-- START OF Excerpted data --

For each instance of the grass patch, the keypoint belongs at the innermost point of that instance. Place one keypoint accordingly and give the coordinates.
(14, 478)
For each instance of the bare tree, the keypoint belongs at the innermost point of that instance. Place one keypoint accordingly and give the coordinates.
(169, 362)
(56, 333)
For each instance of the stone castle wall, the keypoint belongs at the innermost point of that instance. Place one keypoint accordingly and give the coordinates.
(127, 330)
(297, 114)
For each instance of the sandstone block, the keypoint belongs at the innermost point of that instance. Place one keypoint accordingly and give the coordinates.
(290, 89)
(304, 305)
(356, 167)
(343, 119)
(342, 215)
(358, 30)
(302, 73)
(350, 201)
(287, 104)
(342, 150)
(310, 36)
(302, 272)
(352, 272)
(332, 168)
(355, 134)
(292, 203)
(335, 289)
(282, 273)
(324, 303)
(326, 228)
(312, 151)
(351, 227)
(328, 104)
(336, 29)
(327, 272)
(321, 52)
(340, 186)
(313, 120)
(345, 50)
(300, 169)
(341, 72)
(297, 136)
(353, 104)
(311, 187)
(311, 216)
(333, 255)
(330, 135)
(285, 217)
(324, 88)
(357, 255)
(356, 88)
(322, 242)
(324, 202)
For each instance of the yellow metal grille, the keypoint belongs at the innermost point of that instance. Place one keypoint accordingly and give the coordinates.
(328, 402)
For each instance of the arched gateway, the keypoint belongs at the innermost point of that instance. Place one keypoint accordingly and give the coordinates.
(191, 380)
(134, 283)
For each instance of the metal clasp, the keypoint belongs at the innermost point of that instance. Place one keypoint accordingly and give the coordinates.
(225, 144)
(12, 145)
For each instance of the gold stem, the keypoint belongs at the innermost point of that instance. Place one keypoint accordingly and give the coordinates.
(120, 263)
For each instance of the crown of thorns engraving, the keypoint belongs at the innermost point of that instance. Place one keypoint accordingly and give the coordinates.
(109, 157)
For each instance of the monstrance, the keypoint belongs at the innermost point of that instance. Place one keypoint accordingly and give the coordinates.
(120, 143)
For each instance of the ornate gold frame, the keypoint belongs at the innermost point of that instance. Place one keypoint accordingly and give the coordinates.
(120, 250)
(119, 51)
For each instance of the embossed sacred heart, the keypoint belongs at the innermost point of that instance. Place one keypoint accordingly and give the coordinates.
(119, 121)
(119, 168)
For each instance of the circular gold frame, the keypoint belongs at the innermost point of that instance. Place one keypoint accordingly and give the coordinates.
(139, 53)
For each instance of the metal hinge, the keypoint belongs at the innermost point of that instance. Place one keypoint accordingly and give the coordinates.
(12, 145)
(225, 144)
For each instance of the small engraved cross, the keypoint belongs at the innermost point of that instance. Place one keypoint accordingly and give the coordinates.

-- END OF Excerpted data --

Give the records above as a Markdown table with the columns Row and Line, one numbered row per line. Start at the line that contains "For each instance of the metal hinge, the", end with the last line of the records, and skip any blank lines.

Task result:
| Row | Line |
|---|---|
| 1 | For each instance of the metal hinge, the keypoint belongs at the innermost point of that instance. Place one keypoint accordingly and give the coordinates. |
| 2 | (12, 145) |
| 3 | (225, 144) |
| 4 | For each instance of the small engraved cross, the keypoint belongs at the innermost point of that instance. Place one keypoint accordingly and give the coordinates. |